Repeat each record below exactly as given.

— START Stored data —

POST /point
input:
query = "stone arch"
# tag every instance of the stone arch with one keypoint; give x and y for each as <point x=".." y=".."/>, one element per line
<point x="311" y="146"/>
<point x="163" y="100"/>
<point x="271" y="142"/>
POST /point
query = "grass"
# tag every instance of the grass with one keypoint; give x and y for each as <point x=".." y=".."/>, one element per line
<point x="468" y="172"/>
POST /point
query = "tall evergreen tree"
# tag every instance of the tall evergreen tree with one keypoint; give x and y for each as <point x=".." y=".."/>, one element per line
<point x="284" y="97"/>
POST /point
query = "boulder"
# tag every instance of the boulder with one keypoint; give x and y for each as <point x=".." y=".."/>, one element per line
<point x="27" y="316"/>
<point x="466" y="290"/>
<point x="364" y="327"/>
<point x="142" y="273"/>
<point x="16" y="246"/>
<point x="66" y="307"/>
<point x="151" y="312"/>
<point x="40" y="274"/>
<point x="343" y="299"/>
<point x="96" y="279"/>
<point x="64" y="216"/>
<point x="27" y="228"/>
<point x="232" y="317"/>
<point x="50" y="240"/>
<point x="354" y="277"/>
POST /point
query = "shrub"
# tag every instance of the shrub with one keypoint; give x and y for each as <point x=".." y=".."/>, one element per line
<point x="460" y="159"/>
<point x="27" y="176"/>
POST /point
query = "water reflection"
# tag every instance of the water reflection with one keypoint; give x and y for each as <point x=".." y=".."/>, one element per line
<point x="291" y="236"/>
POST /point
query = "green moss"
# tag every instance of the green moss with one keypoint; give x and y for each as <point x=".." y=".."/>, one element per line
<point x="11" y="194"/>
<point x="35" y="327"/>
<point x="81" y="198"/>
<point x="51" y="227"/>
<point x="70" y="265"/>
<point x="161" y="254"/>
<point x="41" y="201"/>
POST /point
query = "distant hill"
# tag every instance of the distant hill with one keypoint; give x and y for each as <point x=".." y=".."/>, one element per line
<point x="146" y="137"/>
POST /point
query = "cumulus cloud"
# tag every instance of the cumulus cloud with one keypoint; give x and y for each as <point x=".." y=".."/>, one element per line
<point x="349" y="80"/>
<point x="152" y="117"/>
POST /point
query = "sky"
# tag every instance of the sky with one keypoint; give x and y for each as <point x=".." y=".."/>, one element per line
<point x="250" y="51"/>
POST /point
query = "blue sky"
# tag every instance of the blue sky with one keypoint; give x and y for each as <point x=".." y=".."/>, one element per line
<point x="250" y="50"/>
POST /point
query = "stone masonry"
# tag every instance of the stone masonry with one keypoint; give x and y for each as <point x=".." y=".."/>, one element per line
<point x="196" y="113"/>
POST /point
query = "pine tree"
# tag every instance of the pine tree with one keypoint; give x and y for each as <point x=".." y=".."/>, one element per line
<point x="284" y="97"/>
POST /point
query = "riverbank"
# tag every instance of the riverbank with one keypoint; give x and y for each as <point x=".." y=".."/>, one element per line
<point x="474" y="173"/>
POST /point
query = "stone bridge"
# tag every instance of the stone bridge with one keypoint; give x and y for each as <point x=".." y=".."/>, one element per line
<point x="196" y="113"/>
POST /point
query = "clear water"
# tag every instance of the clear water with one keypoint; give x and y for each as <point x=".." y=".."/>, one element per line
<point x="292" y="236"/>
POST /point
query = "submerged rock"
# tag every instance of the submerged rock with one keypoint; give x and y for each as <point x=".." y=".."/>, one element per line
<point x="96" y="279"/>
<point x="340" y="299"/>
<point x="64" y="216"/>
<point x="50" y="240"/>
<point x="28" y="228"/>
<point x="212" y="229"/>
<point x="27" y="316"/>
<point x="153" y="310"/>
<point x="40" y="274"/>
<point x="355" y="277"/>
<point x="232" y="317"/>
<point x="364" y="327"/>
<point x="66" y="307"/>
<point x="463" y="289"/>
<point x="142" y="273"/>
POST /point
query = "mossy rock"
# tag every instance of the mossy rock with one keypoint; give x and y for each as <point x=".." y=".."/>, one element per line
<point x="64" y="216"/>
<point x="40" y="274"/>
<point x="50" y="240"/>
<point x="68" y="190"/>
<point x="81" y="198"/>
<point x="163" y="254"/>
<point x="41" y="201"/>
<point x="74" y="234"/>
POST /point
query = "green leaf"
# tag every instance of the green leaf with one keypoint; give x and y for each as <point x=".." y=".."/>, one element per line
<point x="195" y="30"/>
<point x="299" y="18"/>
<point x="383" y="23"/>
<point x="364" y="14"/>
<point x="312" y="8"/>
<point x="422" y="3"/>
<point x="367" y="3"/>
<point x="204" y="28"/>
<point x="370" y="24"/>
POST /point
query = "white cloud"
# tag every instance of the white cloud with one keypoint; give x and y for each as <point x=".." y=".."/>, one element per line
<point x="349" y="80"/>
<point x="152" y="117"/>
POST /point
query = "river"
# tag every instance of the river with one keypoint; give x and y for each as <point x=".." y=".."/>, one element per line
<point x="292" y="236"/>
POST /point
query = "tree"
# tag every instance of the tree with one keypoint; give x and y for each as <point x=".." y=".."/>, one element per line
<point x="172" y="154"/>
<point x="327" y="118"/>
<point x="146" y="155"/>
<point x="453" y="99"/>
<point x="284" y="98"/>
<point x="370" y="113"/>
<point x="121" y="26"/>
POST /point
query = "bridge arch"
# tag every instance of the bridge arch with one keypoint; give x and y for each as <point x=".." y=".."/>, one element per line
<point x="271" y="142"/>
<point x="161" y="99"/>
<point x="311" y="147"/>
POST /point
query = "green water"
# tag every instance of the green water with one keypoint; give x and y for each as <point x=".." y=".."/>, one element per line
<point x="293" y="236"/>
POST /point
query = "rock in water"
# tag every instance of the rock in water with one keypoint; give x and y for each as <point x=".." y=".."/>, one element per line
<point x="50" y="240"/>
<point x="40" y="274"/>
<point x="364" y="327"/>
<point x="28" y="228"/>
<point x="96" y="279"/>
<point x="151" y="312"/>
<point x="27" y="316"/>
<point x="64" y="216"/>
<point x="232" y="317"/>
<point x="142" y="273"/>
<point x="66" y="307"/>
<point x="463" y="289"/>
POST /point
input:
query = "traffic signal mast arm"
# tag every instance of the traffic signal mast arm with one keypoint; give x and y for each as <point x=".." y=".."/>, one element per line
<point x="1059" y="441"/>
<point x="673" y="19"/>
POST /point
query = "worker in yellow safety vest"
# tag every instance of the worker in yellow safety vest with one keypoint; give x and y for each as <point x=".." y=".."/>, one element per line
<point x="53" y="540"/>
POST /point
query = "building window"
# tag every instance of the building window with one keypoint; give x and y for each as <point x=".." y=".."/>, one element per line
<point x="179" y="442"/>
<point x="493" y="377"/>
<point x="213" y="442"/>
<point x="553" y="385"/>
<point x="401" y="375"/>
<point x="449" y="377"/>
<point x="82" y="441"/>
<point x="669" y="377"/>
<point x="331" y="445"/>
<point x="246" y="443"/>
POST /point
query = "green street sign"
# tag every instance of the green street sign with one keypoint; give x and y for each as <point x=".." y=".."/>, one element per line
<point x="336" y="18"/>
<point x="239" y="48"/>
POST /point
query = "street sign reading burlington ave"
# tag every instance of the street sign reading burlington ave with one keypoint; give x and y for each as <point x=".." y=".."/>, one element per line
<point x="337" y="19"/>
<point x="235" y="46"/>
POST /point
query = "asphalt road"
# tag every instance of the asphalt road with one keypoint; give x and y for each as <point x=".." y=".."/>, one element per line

— END Stored data —

(Complete response)
POST /point
input:
query = "stone arch"
# tag every instance of the stone arch with one keypoint; give x and y for each as <point x=".." y=".."/>, one element per line
<point x="311" y="146"/>
<point x="163" y="100"/>
<point x="271" y="142"/>
POST /point
query = "grass"
# tag every instance of the grass with one keypoint; give x and y for each as <point x=".." y=".."/>, one element per line
<point x="468" y="172"/>
POST /point
query = "tall evergreen tree"
# tag every instance of the tall evergreen tree with one keypoint; give x and y for each as <point x=".." y=".."/>, one element per line
<point x="284" y="97"/>
POST /point
query = "boulder"
# tag every instance of the boulder with one keypoint; give x and y for each as <point x=".." y=".."/>, one element per line
<point x="27" y="316"/>
<point x="466" y="290"/>
<point x="364" y="327"/>
<point x="142" y="273"/>
<point x="16" y="246"/>
<point x="66" y="307"/>
<point x="151" y="312"/>
<point x="40" y="274"/>
<point x="343" y="299"/>
<point x="96" y="279"/>
<point x="64" y="216"/>
<point x="27" y="228"/>
<point x="232" y="317"/>
<point x="50" y="240"/>
<point x="354" y="277"/>
POST /point
query = "shrub"
# tag every instance of the shrub with one keypoint; give x and y for each as <point x=".." y=".."/>, one element per line
<point x="460" y="159"/>
<point x="27" y="176"/>
POST /point
query = "water reflection"
# tag every instance of the water reflection with one keypoint; give x and y for each as <point x=".." y=".."/>, one element per line
<point x="291" y="236"/>
POST /point
query = "green moss"
# tag every instance of the green moss with one keypoint; give x and y for each as <point x=".." y=".."/>, one element per line
<point x="11" y="194"/>
<point x="35" y="327"/>
<point x="81" y="198"/>
<point x="51" y="227"/>
<point x="70" y="265"/>
<point x="161" y="254"/>
<point x="41" y="201"/>
POST /point
query = "distant hill"
# tag every instance of the distant hill with one keypoint; give x and y for each as <point x=".." y=".."/>, one element per line
<point x="146" y="137"/>
POST /point
query = "cumulus cloud"
# tag every instance of the cumulus cloud with one keypoint; give x and y for each as <point x=".." y=".."/>, one element per line
<point x="349" y="80"/>
<point x="152" y="117"/>
POST /point
query = "sky"
# tag every instance of the sky with one keypoint; give x and y for each as <point x=".." y=".."/>, one element per line
<point x="250" y="51"/>
POST /point
query = "blue sky"
# tag every instance of the blue sky with one keypoint; give x and y for each as <point x=".." y=".."/>, one element per line
<point x="250" y="50"/>
POST /point
query = "stone masonry"
# tag every instance of the stone masonry with one keypoint; give x and y for each as <point x=".." y=".."/>, one element per line
<point x="196" y="113"/>
POST /point
query = "pine tree"
# tag every instance of the pine tree with one keypoint; give x and y for each as <point x=".." y=".."/>, one element per line
<point x="284" y="97"/>
POST /point
query = "riverbank"
# tag every instance of the riverbank with one keypoint; give x and y for each as <point x=".." y=".."/>, one element per line
<point x="474" y="173"/>
POST /point
query = "stone bridge"
# tag every instance of the stone bridge with one keypoint; give x and y for each as <point x=".." y=".."/>, one element per line
<point x="196" y="113"/>
POST /point
query = "clear water"
# tag every instance of the clear water with one keypoint; give x and y for each as <point x=".." y=".."/>, one element per line
<point x="292" y="236"/>
POST /point
query = "submerged rock"
# tag every instance of the submerged rock with one keypoint; give x and y for each as <point x=".." y=".."/>, one element per line
<point x="96" y="279"/>
<point x="340" y="299"/>
<point x="64" y="216"/>
<point x="50" y="240"/>
<point x="28" y="228"/>
<point x="212" y="229"/>
<point x="27" y="316"/>
<point x="153" y="310"/>
<point x="40" y="274"/>
<point x="355" y="277"/>
<point x="232" y="317"/>
<point x="364" y="327"/>
<point x="66" y="307"/>
<point x="463" y="289"/>
<point x="142" y="273"/>
POST /point
query = "mossy rock"
# tag every instance of the mossy rock with one keypoint; give x and y for each as <point x=".." y=".."/>, one element per line
<point x="64" y="216"/>
<point x="40" y="274"/>
<point x="50" y="240"/>
<point x="68" y="190"/>
<point x="81" y="198"/>
<point x="163" y="254"/>
<point x="41" y="201"/>
<point x="74" y="234"/>
POST /point
query = "green leaf"
# tag every instance of the green leaf with one keypoint; give x and y for each as <point x=".." y=".."/>, one element per line
<point x="195" y="30"/>
<point x="299" y="18"/>
<point x="383" y="23"/>
<point x="364" y="14"/>
<point x="312" y="8"/>
<point x="422" y="3"/>
<point x="367" y="3"/>
<point x="204" y="28"/>
<point x="370" y="24"/>
POST /point
query = "white cloud"
# tag every instance of the white cloud with one keypoint; give x and y for each as <point x=".." y=".."/>, one element per line
<point x="349" y="80"/>
<point x="152" y="117"/>
POST /point
query = "river"
# tag every instance of the river with one keypoint; give x and y for each as <point x=".." y=".."/>, one element per line
<point x="292" y="236"/>
POST /point
query = "tree"
# tag every instance of the tree with one keypoint; give x and y for each as <point x=".." y=".."/>, one element per line
<point x="172" y="154"/>
<point x="327" y="118"/>
<point x="146" y="155"/>
<point x="453" y="99"/>
<point x="284" y="98"/>
<point x="370" y="113"/>
<point x="121" y="26"/>
POST /point
query = "bridge arch"
# tag every instance of the bridge arch with one keypoint; give x and y for each as <point x=".." y=".."/>, one element per line
<point x="271" y="142"/>
<point x="161" y="99"/>
<point x="311" y="147"/>
POST /point
query = "green water"
# tag every instance of the green water with one keypoint; give x and y for each as <point x=".." y=".."/>, one element per line
<point x="293" y="236"/>
POST /point
query = "rock in water"
# tag every instance of the rock in water with one keypoint; give x and y for each as <point x=".." y=".."/>, one element per line
<point x="50" y="240"/>
<point x="40" y="274"/>
<point x="364" y="327"/>
<point x="28" y="228"/>
<point x="96" y="279"/>
<point x="151" y="312"/>
<point x="27" y="316"/>
<point x="64" y="216"/>
<point x="232" y="317"/>
<point x="142" y="273"/>
<point x="66" y="307"/>
<point x="463" y="289"/>
POST /point
input:
query = "traffic signal mast arm"
# tag every instance of the traffic signal mast arm with one keypoint; give x and y for each as <point x=".." y=".."/>, one element per line
<point x="1059" y="441"/>
<point x="673" y="19"/>
POST /point
query = "worker in yellow safety vest"
# tag every instance of the worker in yellow safety vest with one keypoint; give x and y for each as <point x=".." y=".."/>, one element per line
<point x="53" y="540"/>
POST /point
query = "building window"
# tag every instance of the building window with one keypoint; give x and y for each as <point x=".." y=".."/>, one element per line
<point x="179" y="442"/>
<point x="493" y="377"/>
<point x="213" y="442"/>
<point x="553" y="385"/>
<point x="401" y="375"/>
<point x="449" y="377"/>
<point x="82" y="441"/>
<point x="669" y="377"/>
<point x="331" y="445"/>
<point x="246" y="443"/>
POST /point
query = "green street sign"
# tag every instance of the green street sign with one keypoint; give x and y for each as <point x=".." y=".."/>, one element per line
<point x="336" y="18"/>
<point x="239" y="48"/>
POST /point
query = "street sign reading burlington ave"
# tag every instance of the street sign reading burlington ave with one keypoint; give x and y for each as <point x=".." y=".."/>, one element per line
<point x="337" y="19"/>
<point x="235" y="46"/>
POST /point
query = "asphalt road"
# tag every instance of the asphalt road with one keypoint; give x and y for each as <point x=".." y=".."/>, one element per line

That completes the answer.